JOB: Only the lines starting at the one that contains "Can you find the crescent" and running to the end should be repeated, exactly as written.

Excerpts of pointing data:
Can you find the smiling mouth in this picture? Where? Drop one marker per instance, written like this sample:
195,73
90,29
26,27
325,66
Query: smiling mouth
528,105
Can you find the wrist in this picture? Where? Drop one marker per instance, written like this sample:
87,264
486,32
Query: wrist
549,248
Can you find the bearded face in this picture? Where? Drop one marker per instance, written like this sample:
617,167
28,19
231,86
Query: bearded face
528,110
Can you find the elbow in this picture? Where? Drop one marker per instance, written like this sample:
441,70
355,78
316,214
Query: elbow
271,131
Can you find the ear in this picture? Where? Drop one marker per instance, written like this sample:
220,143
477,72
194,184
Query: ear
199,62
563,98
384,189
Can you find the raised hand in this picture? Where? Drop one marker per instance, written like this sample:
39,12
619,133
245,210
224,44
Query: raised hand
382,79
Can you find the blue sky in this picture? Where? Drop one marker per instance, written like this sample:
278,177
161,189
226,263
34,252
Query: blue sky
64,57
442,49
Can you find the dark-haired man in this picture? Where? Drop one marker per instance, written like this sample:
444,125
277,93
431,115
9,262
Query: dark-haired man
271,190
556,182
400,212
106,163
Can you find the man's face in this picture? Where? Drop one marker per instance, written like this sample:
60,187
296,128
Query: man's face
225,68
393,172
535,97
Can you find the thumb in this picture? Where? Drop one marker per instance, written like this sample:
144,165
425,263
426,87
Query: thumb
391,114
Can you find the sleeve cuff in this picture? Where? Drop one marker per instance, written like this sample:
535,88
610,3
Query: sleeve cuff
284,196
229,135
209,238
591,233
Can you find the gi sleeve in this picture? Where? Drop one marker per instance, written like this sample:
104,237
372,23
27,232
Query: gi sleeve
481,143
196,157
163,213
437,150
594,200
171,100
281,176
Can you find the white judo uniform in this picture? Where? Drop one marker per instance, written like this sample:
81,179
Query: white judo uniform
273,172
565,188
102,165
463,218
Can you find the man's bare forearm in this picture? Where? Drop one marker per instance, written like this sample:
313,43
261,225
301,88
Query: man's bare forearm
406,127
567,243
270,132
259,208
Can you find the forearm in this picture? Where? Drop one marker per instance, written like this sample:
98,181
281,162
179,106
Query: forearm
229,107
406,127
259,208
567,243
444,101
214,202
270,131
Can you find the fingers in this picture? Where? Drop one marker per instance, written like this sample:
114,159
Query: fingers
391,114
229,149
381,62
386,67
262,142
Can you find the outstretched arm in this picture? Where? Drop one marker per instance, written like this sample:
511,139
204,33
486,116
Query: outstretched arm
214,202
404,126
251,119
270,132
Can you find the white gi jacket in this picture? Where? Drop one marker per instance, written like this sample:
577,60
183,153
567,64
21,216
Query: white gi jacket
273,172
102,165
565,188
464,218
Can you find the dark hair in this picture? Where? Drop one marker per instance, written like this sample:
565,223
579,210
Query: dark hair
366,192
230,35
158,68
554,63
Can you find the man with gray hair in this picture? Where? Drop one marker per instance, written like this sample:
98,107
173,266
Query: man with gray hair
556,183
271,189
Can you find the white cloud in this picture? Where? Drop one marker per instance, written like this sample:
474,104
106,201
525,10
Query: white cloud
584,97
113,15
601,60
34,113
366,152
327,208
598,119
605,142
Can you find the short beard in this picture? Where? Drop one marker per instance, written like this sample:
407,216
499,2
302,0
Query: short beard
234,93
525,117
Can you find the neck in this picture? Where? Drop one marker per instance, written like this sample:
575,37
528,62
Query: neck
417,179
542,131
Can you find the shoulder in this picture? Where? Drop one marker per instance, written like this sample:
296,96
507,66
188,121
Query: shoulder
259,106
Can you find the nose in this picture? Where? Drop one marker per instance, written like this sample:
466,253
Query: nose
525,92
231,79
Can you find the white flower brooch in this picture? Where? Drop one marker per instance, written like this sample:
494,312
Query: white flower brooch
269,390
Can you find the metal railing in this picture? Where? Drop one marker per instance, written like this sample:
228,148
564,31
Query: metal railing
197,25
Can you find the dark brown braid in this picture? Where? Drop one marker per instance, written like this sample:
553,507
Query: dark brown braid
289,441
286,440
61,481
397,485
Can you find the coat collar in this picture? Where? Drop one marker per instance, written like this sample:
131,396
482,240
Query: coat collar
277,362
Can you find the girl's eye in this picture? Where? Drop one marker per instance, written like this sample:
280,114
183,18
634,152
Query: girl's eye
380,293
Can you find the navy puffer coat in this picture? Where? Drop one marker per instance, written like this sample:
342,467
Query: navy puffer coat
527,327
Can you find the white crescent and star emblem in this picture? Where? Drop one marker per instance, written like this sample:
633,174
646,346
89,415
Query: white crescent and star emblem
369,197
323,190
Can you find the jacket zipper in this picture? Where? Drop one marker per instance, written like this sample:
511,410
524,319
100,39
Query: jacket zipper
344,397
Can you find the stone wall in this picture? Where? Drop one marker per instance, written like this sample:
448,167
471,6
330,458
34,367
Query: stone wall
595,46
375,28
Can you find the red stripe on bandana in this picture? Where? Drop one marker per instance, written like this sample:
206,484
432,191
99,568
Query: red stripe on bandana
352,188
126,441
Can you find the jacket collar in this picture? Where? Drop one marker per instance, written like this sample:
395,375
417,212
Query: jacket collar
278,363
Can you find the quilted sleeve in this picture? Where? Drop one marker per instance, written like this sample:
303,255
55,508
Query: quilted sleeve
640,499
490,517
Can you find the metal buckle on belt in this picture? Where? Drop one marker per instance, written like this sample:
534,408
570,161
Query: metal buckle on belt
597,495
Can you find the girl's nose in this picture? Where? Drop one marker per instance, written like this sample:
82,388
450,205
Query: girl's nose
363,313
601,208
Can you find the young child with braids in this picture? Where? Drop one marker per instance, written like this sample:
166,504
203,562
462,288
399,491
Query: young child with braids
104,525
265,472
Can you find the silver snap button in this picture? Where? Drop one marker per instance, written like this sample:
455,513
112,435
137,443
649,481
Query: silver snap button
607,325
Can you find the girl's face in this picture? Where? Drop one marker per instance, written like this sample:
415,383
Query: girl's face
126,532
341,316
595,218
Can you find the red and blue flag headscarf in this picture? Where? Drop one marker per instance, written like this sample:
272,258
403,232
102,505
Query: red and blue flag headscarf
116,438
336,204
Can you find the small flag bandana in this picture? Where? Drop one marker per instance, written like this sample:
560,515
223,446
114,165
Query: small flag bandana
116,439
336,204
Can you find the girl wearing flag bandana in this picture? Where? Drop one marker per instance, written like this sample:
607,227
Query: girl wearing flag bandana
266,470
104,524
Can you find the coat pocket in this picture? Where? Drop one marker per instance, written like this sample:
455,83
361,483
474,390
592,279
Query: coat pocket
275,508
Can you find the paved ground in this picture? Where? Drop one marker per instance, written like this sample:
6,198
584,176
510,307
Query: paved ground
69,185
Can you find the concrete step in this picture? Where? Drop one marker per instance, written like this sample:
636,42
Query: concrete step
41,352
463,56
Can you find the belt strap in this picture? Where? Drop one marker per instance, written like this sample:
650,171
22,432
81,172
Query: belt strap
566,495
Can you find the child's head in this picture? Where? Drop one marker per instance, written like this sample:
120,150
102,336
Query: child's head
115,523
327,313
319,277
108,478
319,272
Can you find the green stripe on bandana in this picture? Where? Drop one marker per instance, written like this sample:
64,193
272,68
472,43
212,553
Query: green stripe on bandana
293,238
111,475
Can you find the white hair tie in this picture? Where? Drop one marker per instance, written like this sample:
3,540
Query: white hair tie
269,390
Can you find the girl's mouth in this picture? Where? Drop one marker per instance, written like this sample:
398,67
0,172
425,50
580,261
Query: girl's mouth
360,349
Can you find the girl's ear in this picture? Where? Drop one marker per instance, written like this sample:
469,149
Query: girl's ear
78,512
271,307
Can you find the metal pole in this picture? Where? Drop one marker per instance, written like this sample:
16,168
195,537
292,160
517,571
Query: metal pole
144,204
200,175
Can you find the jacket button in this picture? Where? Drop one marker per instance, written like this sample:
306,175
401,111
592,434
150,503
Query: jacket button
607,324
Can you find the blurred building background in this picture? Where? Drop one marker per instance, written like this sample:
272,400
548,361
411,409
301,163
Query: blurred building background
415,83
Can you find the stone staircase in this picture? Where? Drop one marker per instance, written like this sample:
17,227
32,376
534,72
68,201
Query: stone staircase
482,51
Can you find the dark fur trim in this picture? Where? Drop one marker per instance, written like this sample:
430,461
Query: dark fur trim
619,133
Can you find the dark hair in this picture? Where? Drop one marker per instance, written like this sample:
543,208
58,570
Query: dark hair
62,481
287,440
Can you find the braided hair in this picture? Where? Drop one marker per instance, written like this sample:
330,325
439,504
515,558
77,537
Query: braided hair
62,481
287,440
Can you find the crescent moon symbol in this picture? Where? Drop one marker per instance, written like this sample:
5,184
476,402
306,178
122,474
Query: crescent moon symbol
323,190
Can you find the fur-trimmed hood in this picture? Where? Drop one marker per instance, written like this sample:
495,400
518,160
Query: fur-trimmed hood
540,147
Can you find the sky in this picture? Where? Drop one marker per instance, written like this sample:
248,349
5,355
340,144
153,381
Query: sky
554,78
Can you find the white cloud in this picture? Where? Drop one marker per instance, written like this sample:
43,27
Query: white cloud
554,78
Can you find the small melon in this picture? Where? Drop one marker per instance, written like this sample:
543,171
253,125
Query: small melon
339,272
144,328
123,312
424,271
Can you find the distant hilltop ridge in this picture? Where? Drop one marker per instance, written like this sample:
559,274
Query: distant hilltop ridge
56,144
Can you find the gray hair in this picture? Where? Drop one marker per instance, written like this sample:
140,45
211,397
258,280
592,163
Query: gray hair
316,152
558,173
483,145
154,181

OUTPUT FOR THIS EXERCISE:
Can you find the crescent moon symbol in this picture? Where? Drop one marker per instance, written like this sample:
5,184
476,402
306,178
122,474
Query: crescent moon symbol
323,190
Can you find the fur-trimmed hood in this picture? Where? Drop one marker per instance, written like this sample:
495,400
518,160
Query: fur-trimmed hood
540,147
Can you find the sky in this picture? Where? Drop one marker per instance, written like this sample:
248,349
5,355
340,144
153,381
Query: sky
554,78
Can you find the white cloud in this picture? Where? Drop one marker per instance, written like this sample:
43,27
Query: white cloud
554,78
Can you find the small melon in this picture? Where? Drop one marker per instance, written like this sample:
543,171
253,125
Query: small melon
339,272
144,328
123,312
424,271
Can you find the distant hilltop ridge in this picture? Where? Drop one marker per instance, written like this sample:
559,274
Query: distant hilltop ridge
56,144
Can you find the gray hair in this picture? Where? Drop one marker per instance, written like this sample:
140,45
211,397
258,280
592,163
Query: gray hair
316,152
558,173
483,145
154,181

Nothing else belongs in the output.